Supplied passage -
★ ★ ★ ★ ★
Mobster Behind Rascal Flatts & Toby Keith Restaurants Indicted

A third-generation mobster who turned state’s witness in 1999 and entered the Federal Witness Protection Program, only to become the mastermind behind two fraudulent restaurant chains attributed to two prominent country music personalities, has finally been indicted. Frank Capri, previously known as Frank Gioia Jr., was indicted by a federal grand jury on 16 counts of fraud, conspiracy, and money laundering on 1/28/20. His mother, 68-year-old Debbie Corvo, as well as a third individual, were also indicted in the counts.

It’s the latest chapter in a hard-to-believe story of a former soldier in New York’s notorious Lucchese crime family who became a prominent Arizona business man and real estate developer after having his shady past cleaned by the Federal government, only to bilk millions from developers, contractors, and property owners by using Toby Keith’s name, and later the name of Rascal Flatts.

The first Toby Keith’s I Love This Bar & Grill locations opened in Keith’s home state of Oklahoma in 2005, with locations in Oklahoma City and Tulsa, and later in Thackerville and Las Vegas, NV. The name was derived from the song “I Love This Bar” from Keith’s 2003 record Shock’n Y’all. Featuring live music and bars shaped like guitars, many of the franchises became fixtures of the local community. Soon there were locations all across the country, with high-profile locations near Gillette Stadium in Foxborough, Massachusetts, and at the Destiny USA shopping complex in Syracuse, NY, and locations in Ohio, Virginia, California, Minnesota, Florida, Texas, and multiple locations in Arizona among other markets.

But starting in 2014, trouble began brewing with the restaurants. In January 2014, the Dallas, TX location closed abruptly, and with no notification to the employees, vendors, or other local partners. Failure to pay rent was cited as the reason the location was shuttered. Then in March of 2014, the Tucson, AZ location closed without notice due to failure to pay rent. Then Folsom, California closed, Newport News, Virginia at the start of 2015, then Savannah, Oxnard, Syracuse, until like dominoes, 18 franchises were shuttered, all without warning, and all due to failure to pay rent or other outstanding bill issues. Various vendors for the franchises also went unpaid, while multiple locations across the country had leases on I Love This Bar locations that never opened, sometimes fleecing local landlords and developers who offered advances on improvements of the spaces.
★ ★ ★ ★ ★
Parts of the exercise -
1) From the indictment article, return the passage from "But starting in" to "of the spaces." word for word.
2) Answer these questions using the indictment article:
(a) On how many counts was Frank Capri indicted?
(b) Which song gave the restaurant chain its name?
(c) Which location closed abruptly in January 2014?
3) Write the next part of the article about the restaurant fraud indictment, picking up after its final sentence.
★ ★ ★ ★ ★
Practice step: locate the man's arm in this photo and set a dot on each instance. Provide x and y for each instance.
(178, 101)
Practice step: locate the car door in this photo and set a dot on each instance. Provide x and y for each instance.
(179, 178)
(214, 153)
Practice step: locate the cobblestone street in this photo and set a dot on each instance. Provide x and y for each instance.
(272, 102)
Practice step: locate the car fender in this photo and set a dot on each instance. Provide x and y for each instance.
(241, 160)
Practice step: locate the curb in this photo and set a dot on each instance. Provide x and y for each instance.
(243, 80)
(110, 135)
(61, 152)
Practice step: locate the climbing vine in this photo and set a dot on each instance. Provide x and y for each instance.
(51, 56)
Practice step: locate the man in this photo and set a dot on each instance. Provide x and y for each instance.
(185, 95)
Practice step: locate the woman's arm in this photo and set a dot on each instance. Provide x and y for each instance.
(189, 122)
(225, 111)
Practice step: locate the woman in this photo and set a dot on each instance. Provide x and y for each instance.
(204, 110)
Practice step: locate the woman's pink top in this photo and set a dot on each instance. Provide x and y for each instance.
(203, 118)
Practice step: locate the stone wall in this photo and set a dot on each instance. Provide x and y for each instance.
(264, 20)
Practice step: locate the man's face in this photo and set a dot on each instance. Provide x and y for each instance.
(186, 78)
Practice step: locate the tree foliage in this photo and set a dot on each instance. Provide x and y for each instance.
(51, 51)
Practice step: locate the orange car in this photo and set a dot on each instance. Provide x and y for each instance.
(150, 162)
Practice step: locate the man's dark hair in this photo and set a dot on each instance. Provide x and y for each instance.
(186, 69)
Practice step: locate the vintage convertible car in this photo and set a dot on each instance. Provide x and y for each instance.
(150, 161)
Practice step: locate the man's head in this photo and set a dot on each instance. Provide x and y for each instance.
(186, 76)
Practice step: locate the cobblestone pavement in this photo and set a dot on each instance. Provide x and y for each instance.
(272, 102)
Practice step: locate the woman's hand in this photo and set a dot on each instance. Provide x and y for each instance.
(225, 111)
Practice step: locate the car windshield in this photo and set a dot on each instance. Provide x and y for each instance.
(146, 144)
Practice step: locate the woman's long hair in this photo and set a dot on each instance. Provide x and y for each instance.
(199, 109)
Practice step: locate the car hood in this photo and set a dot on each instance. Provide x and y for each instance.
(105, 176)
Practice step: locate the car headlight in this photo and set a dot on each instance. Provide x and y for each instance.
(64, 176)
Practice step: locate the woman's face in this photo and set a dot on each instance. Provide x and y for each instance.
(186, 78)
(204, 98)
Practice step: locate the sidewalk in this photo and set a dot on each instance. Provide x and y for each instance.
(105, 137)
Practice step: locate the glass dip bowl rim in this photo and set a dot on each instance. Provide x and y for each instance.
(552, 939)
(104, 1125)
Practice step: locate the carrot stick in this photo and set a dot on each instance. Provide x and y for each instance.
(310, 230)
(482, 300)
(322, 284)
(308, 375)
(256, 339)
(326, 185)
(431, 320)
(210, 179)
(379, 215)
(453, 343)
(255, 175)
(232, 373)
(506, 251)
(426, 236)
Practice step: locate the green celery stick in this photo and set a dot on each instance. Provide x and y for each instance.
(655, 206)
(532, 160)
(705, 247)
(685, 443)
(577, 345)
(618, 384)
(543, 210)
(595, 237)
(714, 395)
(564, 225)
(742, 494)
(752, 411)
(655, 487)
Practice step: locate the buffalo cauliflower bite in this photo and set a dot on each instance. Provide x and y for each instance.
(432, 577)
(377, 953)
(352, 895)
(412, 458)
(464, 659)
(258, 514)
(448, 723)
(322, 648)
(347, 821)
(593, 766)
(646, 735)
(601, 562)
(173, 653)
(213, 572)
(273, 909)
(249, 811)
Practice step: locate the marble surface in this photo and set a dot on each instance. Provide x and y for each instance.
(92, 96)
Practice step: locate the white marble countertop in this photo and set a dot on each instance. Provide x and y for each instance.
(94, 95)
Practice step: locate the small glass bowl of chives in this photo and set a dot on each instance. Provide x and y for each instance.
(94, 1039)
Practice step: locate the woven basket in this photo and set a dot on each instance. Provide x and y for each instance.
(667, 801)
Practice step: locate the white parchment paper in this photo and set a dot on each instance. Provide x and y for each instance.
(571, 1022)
★ ★ ★ ★ ★
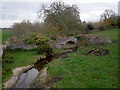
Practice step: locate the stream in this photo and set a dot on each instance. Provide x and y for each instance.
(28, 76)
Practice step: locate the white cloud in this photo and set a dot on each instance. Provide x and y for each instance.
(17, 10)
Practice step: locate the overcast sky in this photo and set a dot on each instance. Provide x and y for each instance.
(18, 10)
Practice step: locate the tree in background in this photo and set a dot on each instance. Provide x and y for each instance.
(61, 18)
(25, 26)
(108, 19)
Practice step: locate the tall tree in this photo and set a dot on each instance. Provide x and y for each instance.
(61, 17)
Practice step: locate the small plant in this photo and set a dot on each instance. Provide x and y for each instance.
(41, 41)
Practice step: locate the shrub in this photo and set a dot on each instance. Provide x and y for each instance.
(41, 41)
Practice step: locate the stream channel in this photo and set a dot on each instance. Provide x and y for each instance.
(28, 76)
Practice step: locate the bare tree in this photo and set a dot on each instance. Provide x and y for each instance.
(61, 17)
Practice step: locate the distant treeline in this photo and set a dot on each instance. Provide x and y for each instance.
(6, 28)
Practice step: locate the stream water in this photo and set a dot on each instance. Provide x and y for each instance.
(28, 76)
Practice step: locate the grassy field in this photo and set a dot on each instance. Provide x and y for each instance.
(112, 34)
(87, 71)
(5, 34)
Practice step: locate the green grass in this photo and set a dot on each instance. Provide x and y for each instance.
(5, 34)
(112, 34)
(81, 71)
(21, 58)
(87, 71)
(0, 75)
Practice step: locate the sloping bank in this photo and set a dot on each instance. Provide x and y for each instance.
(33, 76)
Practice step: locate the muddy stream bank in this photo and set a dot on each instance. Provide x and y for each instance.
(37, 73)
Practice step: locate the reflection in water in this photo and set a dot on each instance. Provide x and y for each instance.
★ ★ ★ ★ ★
Responses to the exercise -
1)
But starting in 2014, trouble began brewing with the restaurants. In January 2014, the Dallas, TX location closed abruptly, and with no notification to the employees, vendors, or other local partners. Failure to pay rent was cited as the reason the location was shuttered. Then in March of 2014, the Tucson, AZ location closed without notice due to failure to pay rent. Then Folsom, California closed, Newport News, Virginia at the start of 2015, then Savannah, Oxnard, Syracuse, until like dominoes, 18 franchises were shuttered, all without warning, and all due to failure to pay rent or other outstanding bill issues. Various vendors for the franchises also went unpaid, while multiple locations across the country had leases on I Love This Bar locations that never opened, sometimes fleecing local landlords and developers who offered advances on improvements of the spaces.

2)
(a) 16 counts of fraud, conspiracy, and money laundering.
(b) "I Love This Bar," from the 2003 record Shock'n Y'all.
(c) The Dallas, TX location.

3)
Toby Keith’s I Love This Bar & Grill was operated by a company named Boomtown Entertainment, owned by Frank Capri. Amid the death spiral of closing franchises, Boomtown Entertainment itself shuttered in 2015 with millions of dollars in unpaid rent, taxes, and vendor fees still on the books. Frank Capri owed over $65 million in judgments against him in various courts around the country by late 2017.

However right about the same time the I Love This Bar & Grill enterprise was imploding, Frank Capri was launching a new restaurant chain with Rascal Flatts. The Rascal Flatts Restaurant Group was first announced in August of 2012, but it took until August of 2016 before any solid plans began to surface for an actual location—a 14,000 square foot flagship facility in Phoenix that would include a live entertainment area with sound stage, elevated bar, and eating areas both indoors and outdoors. However the first (and only) Rascal Flatts restaurant was a 3000 square foot location in the Stamford Town Center Mall in Connecticut adjacent to the food court with a small stage in one corner. The location opened in August of 2017—five years after the Rascal Flatts restaurant chain was first announced.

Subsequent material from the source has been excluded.